- The exercise -
Give back all of the material below line for line, without changing anything.

- Listing -

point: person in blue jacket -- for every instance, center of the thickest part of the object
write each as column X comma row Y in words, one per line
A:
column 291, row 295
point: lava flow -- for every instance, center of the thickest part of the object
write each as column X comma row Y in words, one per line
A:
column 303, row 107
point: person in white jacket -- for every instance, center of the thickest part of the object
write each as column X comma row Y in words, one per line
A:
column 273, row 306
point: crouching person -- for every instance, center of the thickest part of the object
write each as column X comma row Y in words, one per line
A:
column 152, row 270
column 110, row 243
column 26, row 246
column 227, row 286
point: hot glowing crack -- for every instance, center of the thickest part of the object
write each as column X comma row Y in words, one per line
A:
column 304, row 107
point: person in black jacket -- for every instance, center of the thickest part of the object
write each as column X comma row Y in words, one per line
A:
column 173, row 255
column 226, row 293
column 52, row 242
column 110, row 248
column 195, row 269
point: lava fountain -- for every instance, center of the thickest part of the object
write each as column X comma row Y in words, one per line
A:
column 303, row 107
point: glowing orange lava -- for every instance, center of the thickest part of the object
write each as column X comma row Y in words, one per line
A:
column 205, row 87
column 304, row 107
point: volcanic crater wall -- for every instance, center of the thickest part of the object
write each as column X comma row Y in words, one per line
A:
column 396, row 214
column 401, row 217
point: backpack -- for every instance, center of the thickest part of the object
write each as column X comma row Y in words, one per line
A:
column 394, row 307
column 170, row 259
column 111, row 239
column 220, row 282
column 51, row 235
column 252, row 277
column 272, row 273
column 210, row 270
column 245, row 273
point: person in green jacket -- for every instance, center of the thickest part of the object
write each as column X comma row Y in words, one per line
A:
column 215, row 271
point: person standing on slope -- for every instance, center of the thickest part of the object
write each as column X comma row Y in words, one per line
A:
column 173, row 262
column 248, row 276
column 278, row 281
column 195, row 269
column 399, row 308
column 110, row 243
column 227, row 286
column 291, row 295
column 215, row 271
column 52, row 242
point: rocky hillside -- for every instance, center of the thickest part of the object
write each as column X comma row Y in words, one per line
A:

- Exercise output -
point: person in blue jacket -- for every instance, center of the thickest part of the object
write each as column X comma row Y in words, one per line
A:
column 291, row 295
point: lava flow -- for every instance, center of the thickest part of the object
write each as column X comma row Y in words, one per line
A:
column 303, row 107
point: person in white jacket -- for every instance, center of the thickest part of the object
write each as column X comma row Y in words, one per line
A:
column 273, row 306
point: crouching person -- for every instance, center of the thickest part of the object
write each as column X comma row Y in words, one per line
A:
column 152, row 270
column 110, row 243
column 26, row 246
column 227, row 286
point: hot glowing crack -- for every instance, center of the thickest part of the object
write each as column X comma row Y in words, one per line
A:
column 304, row 107
point: person in black jacket -- for every instance, center of the thickest part of the object
write each as column X comma row Y in words, one per line
A:
column 173, row 255
column 226, row 293
column 52, row 242
column 110, row 248
column 195, row 269
point: lava fountain -- for every instance, center of the thickest part of the object
write each as column X comma row Y in words, one per line
A:
column 303, row 107
point: glowing orange lava -- for every instance, center of the thickest part of the object
write each as column X comma row Y in words, one per line
A:
column 205, row 87
column 304, row 107
point: volcanic crater wall -- for every instance, center of the thickest part of the object
write each as column X comma row Y in words, one per line
A:
column 396, row 214
column 401, row 217
point: backpack -- for every instance, center of the thickest part of the object
write each as column X comma row Y in words, one per line
A:
column 394, row 307
column 170, row 259
column 111, row 239
column 220, row 282
column 51, row 235
column 252, row 277
column 272, row 273
column 210, row 270
column 245, row 273
point: person in green jacket -- for every instance, center of the thickest part of the object
write each as column X comma row Y in words, one per line
A:
column 215, row 271
point: person standing on slope -- for every instance, center of the thickest part of the object
write each as column X comma row Y in words, one per line
A:
column 173, row 262
column 248, row 276
column 278, row 281
column 195, row 269
column 399, row 308
column 110, row 243
column 227, row 286
column 291, row 295
column 215, row 271
column 52, row 242
point: rocky hillside -- for every instance, center of the thickest part of the object
write each as column X comma row Y in words, one per line
A:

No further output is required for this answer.